··· Supplied records

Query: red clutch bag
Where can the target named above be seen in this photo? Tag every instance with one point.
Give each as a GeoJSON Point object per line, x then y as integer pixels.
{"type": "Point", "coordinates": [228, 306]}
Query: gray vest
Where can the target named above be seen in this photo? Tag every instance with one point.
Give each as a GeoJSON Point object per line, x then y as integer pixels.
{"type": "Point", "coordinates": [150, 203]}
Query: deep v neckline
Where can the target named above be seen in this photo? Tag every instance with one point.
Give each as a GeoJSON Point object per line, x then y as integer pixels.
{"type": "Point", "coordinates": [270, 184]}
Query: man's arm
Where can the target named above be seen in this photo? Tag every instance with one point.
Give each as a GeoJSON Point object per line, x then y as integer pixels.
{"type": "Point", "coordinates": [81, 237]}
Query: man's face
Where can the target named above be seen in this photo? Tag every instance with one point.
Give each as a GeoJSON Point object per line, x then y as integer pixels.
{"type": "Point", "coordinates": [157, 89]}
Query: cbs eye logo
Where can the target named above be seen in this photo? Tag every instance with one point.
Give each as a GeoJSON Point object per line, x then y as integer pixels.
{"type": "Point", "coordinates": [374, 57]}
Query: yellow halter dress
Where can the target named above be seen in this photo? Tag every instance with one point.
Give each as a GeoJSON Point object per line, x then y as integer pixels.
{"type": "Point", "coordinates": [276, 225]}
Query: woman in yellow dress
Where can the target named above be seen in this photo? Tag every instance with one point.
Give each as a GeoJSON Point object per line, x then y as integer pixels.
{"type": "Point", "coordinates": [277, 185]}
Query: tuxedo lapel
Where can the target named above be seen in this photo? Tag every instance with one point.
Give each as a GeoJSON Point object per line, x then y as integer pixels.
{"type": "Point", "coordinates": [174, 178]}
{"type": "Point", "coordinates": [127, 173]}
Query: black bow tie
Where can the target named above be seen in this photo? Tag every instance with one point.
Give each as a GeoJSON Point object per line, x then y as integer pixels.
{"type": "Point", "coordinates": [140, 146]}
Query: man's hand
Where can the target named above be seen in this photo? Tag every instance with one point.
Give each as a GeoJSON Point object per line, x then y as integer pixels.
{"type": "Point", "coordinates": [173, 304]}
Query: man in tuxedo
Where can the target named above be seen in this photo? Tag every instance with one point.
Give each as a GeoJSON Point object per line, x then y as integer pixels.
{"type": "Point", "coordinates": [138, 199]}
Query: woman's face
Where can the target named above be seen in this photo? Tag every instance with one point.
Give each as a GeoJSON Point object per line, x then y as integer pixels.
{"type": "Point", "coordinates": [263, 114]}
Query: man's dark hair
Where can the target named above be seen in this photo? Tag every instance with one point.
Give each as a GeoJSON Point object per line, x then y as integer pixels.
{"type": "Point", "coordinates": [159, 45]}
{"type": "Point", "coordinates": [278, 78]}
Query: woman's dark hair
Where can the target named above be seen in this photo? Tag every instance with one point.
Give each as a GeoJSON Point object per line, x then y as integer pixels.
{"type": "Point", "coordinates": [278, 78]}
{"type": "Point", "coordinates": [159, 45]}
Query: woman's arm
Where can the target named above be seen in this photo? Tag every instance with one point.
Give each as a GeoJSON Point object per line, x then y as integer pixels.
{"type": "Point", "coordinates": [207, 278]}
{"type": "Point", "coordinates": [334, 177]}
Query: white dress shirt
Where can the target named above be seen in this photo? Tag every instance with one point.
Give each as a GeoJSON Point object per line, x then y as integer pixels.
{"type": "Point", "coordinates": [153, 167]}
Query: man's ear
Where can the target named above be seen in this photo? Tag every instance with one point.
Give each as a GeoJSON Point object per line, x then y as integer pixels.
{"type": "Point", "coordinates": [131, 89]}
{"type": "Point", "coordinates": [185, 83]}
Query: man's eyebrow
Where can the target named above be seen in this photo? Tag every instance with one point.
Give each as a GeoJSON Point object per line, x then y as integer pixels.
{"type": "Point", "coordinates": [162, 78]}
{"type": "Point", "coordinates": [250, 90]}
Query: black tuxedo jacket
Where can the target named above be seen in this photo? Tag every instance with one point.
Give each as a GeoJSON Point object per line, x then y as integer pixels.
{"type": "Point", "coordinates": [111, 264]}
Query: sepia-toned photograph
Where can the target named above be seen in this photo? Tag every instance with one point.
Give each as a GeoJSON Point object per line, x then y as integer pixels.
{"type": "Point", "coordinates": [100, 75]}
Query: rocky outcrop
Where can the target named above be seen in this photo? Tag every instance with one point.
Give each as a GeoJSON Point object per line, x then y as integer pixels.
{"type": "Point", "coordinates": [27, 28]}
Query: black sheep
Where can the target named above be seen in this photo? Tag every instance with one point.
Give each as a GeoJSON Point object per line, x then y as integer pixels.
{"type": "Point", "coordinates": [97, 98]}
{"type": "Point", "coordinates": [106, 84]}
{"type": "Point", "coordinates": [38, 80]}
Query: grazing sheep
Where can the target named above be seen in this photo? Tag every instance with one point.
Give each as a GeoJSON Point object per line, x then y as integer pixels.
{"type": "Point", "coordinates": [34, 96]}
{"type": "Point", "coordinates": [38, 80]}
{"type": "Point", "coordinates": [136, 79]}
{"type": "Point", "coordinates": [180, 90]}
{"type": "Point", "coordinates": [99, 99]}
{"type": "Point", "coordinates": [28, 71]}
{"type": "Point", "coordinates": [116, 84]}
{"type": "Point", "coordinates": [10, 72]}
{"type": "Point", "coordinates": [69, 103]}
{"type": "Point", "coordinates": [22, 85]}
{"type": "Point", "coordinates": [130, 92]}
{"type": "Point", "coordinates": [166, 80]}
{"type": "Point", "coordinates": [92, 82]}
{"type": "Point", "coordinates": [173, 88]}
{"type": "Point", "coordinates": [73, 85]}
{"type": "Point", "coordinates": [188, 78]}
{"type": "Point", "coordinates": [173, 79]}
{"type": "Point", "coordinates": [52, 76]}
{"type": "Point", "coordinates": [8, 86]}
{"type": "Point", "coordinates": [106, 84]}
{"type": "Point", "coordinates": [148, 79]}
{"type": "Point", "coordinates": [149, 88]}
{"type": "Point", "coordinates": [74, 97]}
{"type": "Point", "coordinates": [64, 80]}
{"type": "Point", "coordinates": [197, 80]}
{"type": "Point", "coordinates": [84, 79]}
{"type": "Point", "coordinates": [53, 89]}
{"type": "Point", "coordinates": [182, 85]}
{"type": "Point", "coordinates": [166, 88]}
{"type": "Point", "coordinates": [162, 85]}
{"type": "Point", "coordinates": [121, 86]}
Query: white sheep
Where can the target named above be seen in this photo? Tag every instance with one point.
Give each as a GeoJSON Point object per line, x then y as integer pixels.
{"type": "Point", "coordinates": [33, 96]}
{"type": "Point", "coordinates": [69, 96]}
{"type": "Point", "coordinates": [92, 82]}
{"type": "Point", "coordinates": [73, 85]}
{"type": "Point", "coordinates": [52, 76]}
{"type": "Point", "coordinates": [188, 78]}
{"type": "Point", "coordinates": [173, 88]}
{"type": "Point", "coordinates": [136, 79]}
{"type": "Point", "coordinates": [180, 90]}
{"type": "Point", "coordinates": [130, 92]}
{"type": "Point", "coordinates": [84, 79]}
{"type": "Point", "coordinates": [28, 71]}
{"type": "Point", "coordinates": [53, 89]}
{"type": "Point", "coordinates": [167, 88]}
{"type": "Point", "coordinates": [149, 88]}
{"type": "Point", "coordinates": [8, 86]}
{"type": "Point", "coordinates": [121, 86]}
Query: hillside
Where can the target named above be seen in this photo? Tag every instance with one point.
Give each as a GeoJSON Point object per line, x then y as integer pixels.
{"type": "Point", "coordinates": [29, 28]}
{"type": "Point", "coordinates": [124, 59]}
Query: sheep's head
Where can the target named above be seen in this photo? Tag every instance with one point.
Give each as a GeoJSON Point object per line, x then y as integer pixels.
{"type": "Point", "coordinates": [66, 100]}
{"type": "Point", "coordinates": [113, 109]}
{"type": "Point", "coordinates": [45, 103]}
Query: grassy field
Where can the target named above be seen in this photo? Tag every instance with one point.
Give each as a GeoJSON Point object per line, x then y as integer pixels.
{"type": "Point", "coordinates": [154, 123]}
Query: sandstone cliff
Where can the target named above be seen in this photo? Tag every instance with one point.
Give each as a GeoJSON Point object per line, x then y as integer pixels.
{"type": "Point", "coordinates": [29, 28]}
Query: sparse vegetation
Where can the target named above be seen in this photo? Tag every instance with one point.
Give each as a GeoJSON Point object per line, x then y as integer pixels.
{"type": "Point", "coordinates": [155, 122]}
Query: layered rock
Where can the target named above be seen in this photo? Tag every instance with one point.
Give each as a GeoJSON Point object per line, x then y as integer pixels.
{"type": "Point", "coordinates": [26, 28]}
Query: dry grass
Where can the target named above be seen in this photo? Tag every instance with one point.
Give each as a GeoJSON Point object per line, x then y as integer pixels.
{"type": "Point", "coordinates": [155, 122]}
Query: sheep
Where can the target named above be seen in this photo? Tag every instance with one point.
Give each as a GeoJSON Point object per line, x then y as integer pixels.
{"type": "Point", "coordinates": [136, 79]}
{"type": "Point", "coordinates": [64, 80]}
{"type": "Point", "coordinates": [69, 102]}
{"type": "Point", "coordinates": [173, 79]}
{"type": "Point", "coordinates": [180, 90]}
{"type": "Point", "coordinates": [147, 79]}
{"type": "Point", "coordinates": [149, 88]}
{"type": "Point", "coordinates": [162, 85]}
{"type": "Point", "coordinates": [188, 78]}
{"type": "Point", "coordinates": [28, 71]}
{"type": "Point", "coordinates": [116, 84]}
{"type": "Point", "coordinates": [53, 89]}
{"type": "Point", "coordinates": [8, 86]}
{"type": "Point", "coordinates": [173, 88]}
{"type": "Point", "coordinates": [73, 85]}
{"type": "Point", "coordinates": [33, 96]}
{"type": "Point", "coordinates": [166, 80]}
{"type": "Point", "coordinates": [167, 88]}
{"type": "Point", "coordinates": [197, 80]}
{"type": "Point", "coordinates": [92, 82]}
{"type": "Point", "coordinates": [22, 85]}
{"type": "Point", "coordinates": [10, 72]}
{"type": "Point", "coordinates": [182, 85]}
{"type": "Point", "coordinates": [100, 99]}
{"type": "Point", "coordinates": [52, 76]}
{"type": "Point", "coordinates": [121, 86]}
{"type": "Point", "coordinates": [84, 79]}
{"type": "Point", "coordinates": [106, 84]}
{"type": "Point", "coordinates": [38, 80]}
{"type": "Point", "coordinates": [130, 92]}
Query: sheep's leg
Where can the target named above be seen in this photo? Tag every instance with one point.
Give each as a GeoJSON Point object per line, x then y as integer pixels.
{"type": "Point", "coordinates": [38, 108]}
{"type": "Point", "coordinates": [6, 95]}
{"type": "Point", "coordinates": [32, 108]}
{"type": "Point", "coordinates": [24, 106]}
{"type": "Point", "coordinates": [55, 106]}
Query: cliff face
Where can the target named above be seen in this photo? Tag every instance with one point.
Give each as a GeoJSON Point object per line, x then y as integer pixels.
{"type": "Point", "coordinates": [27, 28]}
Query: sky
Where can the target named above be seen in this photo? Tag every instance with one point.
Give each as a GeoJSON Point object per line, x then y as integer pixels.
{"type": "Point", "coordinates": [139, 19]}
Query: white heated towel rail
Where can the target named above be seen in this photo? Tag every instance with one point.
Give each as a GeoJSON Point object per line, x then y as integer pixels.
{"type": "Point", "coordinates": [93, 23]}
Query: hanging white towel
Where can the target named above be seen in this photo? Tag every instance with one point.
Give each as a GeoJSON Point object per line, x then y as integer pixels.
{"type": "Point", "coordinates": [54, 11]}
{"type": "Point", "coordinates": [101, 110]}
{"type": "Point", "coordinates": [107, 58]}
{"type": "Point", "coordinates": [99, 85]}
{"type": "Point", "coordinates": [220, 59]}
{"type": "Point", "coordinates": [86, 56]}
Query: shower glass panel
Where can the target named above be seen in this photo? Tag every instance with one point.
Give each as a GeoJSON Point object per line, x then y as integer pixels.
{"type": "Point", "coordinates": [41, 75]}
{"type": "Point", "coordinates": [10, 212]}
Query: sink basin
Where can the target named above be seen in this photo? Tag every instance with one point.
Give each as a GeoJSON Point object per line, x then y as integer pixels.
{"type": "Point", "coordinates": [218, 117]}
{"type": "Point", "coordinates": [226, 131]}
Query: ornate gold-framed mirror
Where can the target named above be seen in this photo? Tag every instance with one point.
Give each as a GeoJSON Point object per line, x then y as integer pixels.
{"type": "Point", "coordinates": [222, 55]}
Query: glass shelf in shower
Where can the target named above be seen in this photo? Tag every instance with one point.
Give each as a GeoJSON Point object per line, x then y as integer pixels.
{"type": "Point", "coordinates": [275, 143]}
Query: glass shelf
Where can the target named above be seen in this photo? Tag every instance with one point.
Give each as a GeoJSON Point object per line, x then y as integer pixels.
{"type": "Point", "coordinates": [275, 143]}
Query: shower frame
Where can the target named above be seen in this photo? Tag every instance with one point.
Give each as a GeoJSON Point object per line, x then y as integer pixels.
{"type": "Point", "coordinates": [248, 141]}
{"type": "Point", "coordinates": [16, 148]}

······

Copy the lines from the entries above in which the word "shower" appears.

Query: shower glass panel
Query: glass shelf in shower
Query: shower frame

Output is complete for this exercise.